Dataset excerpts –
>> START

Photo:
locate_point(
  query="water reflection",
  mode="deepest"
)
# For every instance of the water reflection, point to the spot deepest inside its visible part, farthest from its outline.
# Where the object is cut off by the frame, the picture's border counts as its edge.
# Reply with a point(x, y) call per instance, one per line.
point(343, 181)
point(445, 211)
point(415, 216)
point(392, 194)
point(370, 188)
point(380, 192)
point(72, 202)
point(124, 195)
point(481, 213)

>> END

Reproduce every row above in full, requests included, and scale each coordinate in the point answers by 1.85, rounding every result to a whole number with halves rounded up.

Correct result –
Photo:
locate_point(
  query="water reflection",
  mode="deepest"
)
# For every instance of the water reflection, point to the spot deepest inside its visible part, farthest from its outline.
# Where the object is cut off by the frame, the picture's border counts as its edge.
# Reply with a point(x, y) call per instance, one per line.
point(635, 335)
point(823, 390)
point(768, 400)
point(725, 359)
point(685, 348)
point(703, 355)
point(133, 374)
point(229, 361)
point(890, 394)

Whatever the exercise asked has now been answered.